**Objective A:**
Do these statements agree with the installation guide below? For each of (i), (ii) and (iii), answer yes or no and quote the words of the guide that decide it.
(i) The home lab machine has 32 GB of RAM.
(ii) Ubuntu Server 20.04 was installed with a dynamic IP address.
(iii) The installation worked on the first attempt.

**Excerpt to read:**
Installing Elastic Security

I wanted to install Elastic Security to use in my home lab machine. I have used Helk and Security Onion in the past. I found some walkthroughs on how to do this but had some trouble following them to get this to work. This is my documentation on how I installed it.

My home lab is an Intel Nuk running Windows 10 and VMware Workstation 6 with 32 GB ram and two 1TB Samsung 970 EVO SSD drives. The virtual machines consist of a Windows 2019 Domain controller and a couple of Windows 10 workstations. I run Kali from my Surface Book 3 so I can practice stuff anywhere.

I created a new machine and installed Ubuntu Server 20.04 using a static IP address. This is standard stuff so I will not document that part. This from my OneNote notes I take while I am doing stuff. If you do not understand the steps read the blog I linked at the bottom of this page. My steps are the cliff notes version of his post with all the commands and screenshots to make it easier for me to redo the machine again. I could not have figured this out if it was not for his work. These are the exact steps that worked in the end for me after about 5 tries because of things I did wrong like installing elastic as root.

Installing Elasticsearch, Kibana and Filebeat

sudo apt-get install curl apt-transport-https

sudo curl -s https://artifacts.elastic.co/GPG-KEY-elasticsearch | apt-key add –

sudo passwd root

su root

sudo curl -s https://artifacts.elastic.co/GPG-KEY-elasticsearch | apt-key add –

sudo echo “deb https://artifacts.elastic.co/packages/7.x/apt stable main” | tee /etc/apt/sources.list.d/elastic-7.x.list

apt-get update

switch back to the none root user before install Elastic

exit

sudo apt-get install elasticsearch

sudo nano /etc/elasticsearch/elasticsearch.yml

I made these changes

sudo service elasticsearch start

sudo service elasticsearch status

curl http://192.168.31.150:9200

take a snapshot

sudo apt-get install kibana

sudo nano /etc/kibana/kibana.yml

sudo service kibana start

sudo service kibana status

curl http://192.168.31.150:5601

sudo apt-get install filebeat

sudo systemctl enable elasticsearch

sudo systemctl enable kibana

sudo systemctl enable filebeat

http://192.168.31.150:5601

Create the certificates and directories

cd to /usr/share/elasticsearch

sudo nano /usr/share/elasticsearch/instances.yml

instances:

    – name: “elasticsearch”

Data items

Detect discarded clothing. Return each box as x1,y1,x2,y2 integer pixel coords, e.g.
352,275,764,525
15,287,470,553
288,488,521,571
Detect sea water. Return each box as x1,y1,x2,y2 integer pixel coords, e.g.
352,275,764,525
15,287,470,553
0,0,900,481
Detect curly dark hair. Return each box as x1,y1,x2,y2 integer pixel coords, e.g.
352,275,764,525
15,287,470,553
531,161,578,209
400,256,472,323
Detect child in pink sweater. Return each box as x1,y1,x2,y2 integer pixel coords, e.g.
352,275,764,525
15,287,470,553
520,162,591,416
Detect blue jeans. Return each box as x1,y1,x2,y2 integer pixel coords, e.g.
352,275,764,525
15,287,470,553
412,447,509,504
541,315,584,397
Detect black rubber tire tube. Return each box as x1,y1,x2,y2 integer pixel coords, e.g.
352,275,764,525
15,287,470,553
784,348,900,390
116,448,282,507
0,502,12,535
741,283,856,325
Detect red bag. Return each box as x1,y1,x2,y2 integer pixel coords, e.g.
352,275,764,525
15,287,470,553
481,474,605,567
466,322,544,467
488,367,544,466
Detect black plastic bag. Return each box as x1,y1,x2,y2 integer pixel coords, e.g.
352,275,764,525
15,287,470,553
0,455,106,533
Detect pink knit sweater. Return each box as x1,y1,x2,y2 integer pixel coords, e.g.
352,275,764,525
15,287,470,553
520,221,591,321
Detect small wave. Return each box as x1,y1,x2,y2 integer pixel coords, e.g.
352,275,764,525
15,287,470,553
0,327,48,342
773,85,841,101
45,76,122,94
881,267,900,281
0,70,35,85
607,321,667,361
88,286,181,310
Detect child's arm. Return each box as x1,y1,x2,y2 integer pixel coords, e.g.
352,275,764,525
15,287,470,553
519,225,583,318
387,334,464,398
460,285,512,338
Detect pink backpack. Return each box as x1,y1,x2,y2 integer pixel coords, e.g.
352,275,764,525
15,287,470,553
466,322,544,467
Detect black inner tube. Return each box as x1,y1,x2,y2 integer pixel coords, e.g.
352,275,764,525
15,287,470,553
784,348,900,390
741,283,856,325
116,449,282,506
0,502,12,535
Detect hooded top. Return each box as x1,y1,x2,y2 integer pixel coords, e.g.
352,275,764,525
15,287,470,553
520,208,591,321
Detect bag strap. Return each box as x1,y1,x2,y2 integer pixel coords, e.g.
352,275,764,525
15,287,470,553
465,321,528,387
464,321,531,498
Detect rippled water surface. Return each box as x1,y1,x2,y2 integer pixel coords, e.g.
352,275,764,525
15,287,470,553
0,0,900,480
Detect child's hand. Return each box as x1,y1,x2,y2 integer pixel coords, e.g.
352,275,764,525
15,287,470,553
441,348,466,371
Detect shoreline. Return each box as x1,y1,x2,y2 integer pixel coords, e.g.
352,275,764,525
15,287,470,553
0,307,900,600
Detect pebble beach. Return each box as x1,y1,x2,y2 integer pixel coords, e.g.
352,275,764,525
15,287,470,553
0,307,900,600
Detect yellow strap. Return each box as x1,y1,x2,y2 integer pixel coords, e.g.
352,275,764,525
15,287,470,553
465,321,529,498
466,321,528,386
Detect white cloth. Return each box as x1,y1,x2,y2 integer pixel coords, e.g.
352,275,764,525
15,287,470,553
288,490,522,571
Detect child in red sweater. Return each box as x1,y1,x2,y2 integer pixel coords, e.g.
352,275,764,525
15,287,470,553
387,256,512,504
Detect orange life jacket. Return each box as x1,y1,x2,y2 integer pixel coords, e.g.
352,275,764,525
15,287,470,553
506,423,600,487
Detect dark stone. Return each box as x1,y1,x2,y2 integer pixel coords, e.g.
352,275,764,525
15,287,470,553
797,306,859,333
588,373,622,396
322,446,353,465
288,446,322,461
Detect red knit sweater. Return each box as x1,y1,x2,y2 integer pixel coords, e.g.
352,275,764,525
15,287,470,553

**Objective B:** Could you reproduce the data items from the line containing "Detect black plastic" down to the line containing "0,0,900,480", both lines included, requests and all? Decrease every answer box coordinate by 20, and leave the sample coordinates in the requests unchanged.

**Full solution A:**
(i) Yes: "with 32 GB ram"
(ii) No: "installed Ubuntu Server 20.04 using a static IP address"
(iii) No: "after about 5 tries"

**Full solution B:**
Detect black plastic bag. Return each box as x1,y1,x2,y2 integer pixel coords, e.g.
352,275,764,525
15,287,470,553
-20,435,86,513
Detect pink knit sweater. Return each box as x1,y1,x2,y2 integer pixel coords, e.g.
352,275,764,525
15,287,470,553
500,201,571,301
Detect small wave. Return each box as x1,y1,x2,y2 integer pixel coords, e.g.
352,275,764,525
15,287,470,553
-20,307,28,322
753,65,821,81
25,56,102,74
861,247,880,261
-20,50,15,65
587,301,647,341
68,266,161,290
Detect child's arm. Return each box as x1,y1,x2,y2 integer pixel coords, e.g.
352,275,764,525
15,287,470,553
499,205,563,298
367,314,444,378
440,265,492,318
Detect pink backpack. Return each box as x1,y1,x2,y2 integer pixel coords, e.g.
352,275,764,525
15,287,470,553
446,302,524,447
Detect black inner tube. Return each box as x1,y1,x2,y2 integer pixel coords, e.g.
352,275,764,525
15,287,470,553
764,328,880,370
721,263,836,305
96,429,262,486
-20,482,-8,515
Detect hooded top. Return each box as x1,y1,x2,y2 integer pixel coords, e.g.
352,275,764,525
15,287,470,553
500,188,571,301
Detect bag strap. Return each box as x1,y1,x2,y2 integer pixel coords, e.g.
352,275,764,525
15,287,470,553
445,301,508,367
444,301,511,478
Detect rippled water surface. Return each box as x1,y1,x2,y2 integer pixel coords, e.g.
352,275,764,525
15,287,470,553
-20,-20,880,460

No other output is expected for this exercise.